(WHAT THE TASK REQUIRES):
Update the entries by changing every "collect in an array" to "gather into a list". Leave all other text unchanged.

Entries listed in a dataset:
• • • • •
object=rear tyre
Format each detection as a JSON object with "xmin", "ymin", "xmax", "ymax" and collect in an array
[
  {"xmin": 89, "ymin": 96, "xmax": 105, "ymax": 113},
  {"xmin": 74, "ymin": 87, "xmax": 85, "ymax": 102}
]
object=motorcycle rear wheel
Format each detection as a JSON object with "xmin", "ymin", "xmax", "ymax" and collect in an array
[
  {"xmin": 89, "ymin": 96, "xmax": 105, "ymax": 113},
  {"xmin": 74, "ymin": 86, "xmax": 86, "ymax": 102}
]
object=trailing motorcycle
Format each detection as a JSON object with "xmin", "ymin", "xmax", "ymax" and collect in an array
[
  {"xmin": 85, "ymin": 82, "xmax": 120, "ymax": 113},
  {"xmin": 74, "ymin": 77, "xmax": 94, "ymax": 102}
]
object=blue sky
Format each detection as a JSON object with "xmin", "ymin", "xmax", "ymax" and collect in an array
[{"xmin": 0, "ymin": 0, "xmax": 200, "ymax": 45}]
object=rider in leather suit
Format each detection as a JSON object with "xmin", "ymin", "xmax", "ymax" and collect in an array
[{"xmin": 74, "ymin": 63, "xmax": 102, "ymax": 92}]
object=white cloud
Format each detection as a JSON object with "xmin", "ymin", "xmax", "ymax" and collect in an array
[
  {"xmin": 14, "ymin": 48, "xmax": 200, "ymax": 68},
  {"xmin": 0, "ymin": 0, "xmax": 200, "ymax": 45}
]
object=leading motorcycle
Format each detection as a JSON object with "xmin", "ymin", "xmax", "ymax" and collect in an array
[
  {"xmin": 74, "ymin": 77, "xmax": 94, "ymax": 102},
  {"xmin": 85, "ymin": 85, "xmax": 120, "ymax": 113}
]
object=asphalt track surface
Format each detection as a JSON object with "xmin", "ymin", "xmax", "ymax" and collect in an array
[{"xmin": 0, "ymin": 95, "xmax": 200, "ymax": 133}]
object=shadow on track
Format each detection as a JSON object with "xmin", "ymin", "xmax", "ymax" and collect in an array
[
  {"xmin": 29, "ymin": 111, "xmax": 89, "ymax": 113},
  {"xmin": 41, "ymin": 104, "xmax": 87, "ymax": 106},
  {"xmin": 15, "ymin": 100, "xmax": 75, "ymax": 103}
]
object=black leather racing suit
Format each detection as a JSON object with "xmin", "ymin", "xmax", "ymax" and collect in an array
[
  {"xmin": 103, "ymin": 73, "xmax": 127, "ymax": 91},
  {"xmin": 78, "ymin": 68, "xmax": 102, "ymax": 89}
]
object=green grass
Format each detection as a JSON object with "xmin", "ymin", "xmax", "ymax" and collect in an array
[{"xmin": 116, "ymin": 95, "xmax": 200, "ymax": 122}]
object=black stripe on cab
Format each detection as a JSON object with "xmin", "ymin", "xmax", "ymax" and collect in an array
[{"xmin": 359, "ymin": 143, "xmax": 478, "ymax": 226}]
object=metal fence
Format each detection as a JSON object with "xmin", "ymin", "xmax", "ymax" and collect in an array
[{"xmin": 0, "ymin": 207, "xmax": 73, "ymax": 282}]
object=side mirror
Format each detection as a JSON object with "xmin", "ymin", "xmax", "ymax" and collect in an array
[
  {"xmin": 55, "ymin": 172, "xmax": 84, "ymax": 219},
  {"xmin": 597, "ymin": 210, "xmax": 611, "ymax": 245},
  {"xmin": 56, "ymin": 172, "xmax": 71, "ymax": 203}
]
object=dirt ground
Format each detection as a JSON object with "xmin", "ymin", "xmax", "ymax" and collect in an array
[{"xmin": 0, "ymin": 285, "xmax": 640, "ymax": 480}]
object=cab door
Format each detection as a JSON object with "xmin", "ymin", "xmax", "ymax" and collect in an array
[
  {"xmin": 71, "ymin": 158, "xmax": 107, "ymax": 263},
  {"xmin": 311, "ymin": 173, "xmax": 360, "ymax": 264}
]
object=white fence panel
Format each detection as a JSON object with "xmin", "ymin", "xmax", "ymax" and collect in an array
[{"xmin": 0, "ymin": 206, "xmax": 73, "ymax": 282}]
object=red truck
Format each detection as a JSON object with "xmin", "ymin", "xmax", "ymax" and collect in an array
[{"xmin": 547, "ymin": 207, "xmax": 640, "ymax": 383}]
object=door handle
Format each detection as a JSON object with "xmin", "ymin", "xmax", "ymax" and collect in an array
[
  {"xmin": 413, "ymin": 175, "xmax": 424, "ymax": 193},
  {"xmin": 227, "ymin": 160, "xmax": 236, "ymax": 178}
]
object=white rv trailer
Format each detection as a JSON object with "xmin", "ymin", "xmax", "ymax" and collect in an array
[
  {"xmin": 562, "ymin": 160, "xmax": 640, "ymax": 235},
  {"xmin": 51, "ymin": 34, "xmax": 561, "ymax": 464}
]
• • • • •
(EXERCISE OUTPUT):
object=rear tyre
Format each detection as a JSON object with "xmin", "ymin", "xmax", "ymax" and gather into a list
[
  {"xmin": 89, "ymin": 96, "xmax": 105, "ymax": 113},
  {"xmin": 74, "ymin": 87, "xmax": 85, "ymax": 102}
]
object=motorcycle rear wheel
Format each detection as a JSON object with "xmin", "ymin", "xmax", "ymax" and gather into a list
[
  {"xmin": 89, "ymin": 96, "xmax": 105, "ymax": 113},
  {"xmin": 74, "ymin": 86, "xmax": 86, "ymax": 102}
]
object=trailing motorcycle
Format each detection as a JSON object with "xmin", "ymin", "xmax", "ymax" and gather into a list
[
  {"xmin": 85, "ymin": 82, "xmax": 120, "ymax": 113},
  {"xmin": 74, "ymin": 77, "xmax": 94, "ymax": 102}
]
object=blue sky
Format each detection as a JSON object with "xmin", "ymin", "xmax", "ymax" and gather into a list
[{"xmin": 0, "ymin": 0, "xmax": 200, "ymax": 45}]
object=rider in leather suit
Format each detection as a JSON object with "xmin", "ymin", "xmax", "ymax" and gather into a list
[{"xmin": 74, "ymin": 63, "xmax": 102, "ymax": 92}]
object=white cloud
Format each detection as a JSON object with "xmin", "ymin", "xmax", "ymax" and gather into a list
[
  {"xmin": 14, "ymin": 48, "xmax": 200, "ymax": 68},
  {"xmin": 0, "ymin": 0, "xmax": 200, "ymax": 45}
]
object=leading motorcycle
Format each detection as a JSON object with "xmin", "ymin", "xmax", "ymax" and gather into a list
[
  {"xmin": 74, "ymin": 77, "xmax": 94, "ymax": 102},
  {"xmin": 85, "ymin": 85, "xmax": 120, "ymax": 113}
]
object=asphalt track surface
Format each detection as a JSON object with "xmin", "ymin", "xmax", "ymax" and gather into a list
[{"xmin": 0, "ymin": 95, "xmax": 200, "ymax": 133}]
object=shadow on track
Format each detection as a JSON object with "xmin", "ymin", "xmax", "ymax" and gather into a list
[
  {"xmin": 29, "ymin": 111, "xmax": 89, "ymax": 113},
  {"xmin": 41, "ymin": 104, "xmax": 87, "ymax": 106},
  {"xmin": 15, "ymin": 100, "xmax": 75, "ymax": 103}
]
object=black leather racing suit
Format each detection as a JSON object with "xmin", "ymin", "xmax", "ymax" and gather into a list
[
  {"xmin": 103, "ymin": 73, "xmax": 127, "ymax": 91},
  {"xmin": 78, "ymin": 68, "xmax": 102, "ymax": 89}
]
object=green grass
Format each detection as a JSON object with "xmin", "ymin", "xmax", "ymax" and gather into a list
[{"xmin": 116, "ymin": 95, "xmax": 200, "ymax": 122}]
object=black stripe on cab
Format each detection as a JSON object with "xmin", "ymin", "xmax", "ymax" and gather into a list
[{"xmin": 359, "ymin": 143, "xmax": 478, "ymax": 226}]
object=metal fence
Format each detection as a JSON object with "xmin", "ymin", "xmax", "ymax" and gather into a list
[{"xmin": 0, "ymin": 207, "xmax": 73, "ymax": 282}]
object=side mirror
Format each detection as a JSON object with "xmin", "ymin", "xmax", "ymax" and gather into a list
[
  {"xmin": 55, "ymin": 172, "xmax": 84, "ymax": 219},
  {"xmin": 597, "ymin": 210, "xmax": 611, "ymax": 245},
  {"xmin": 56, "ymin": 172, "xmax": 71, "ymax": 203}
]
object=dirt ground
Format each detection as a JSON object with "xmin", "ymin", "xmax", "ymax" and gather into a list
[{"xmin": 0, "ymin": 285, "xmax": 640, "ymax": 480}]
object=cab door
Format each detection as a JSON object with "xmin", "ymin", "xmax", "ymax" and gather into a list
[
  {"xmin": 71, "ymin": 158, "xmax": 107, "ymax": 263},
  {"xmin": 311, "ymin": 173, "xmax": 360, "ymax": 264}
]
object=white fence panel
Format each detection as a JSON object with "xmin", "ymin", "xmax", "ymax" and gather into a list
[{"xmin": 0, "ymin": 206, "xmax": 73, "ymax": 282}]
object=red truck
Format each detection as a JSON object with "xmin", "ymin", "xmax", "ymax" and gather into a list
[{"xmin": 547, "ymin": 207, "xmax": 640, "ymax": 383}]
object=door handle
Format each detection as a JSON object with "xmin", "ymin", "xmax", "ymax" and gather into a list
[
  {"xmin": 413, "ymin": 175, "xmax": 424, "ymax": 193},
  {"xmin": 227, "ymin": 160, "xmax": 236, "ymax": 178}
]
object=white rv trailer
Format each detection as a JSON object with "xmin", "ymin", "xmax", "ymax" and gather into a list
[
  {"xmin": 562, "ymin": 160, "xmax": 640, "ymax": 235},
  {"xmin": 51, "ymin": 34, "xmax": 561, "ymax": 464}
]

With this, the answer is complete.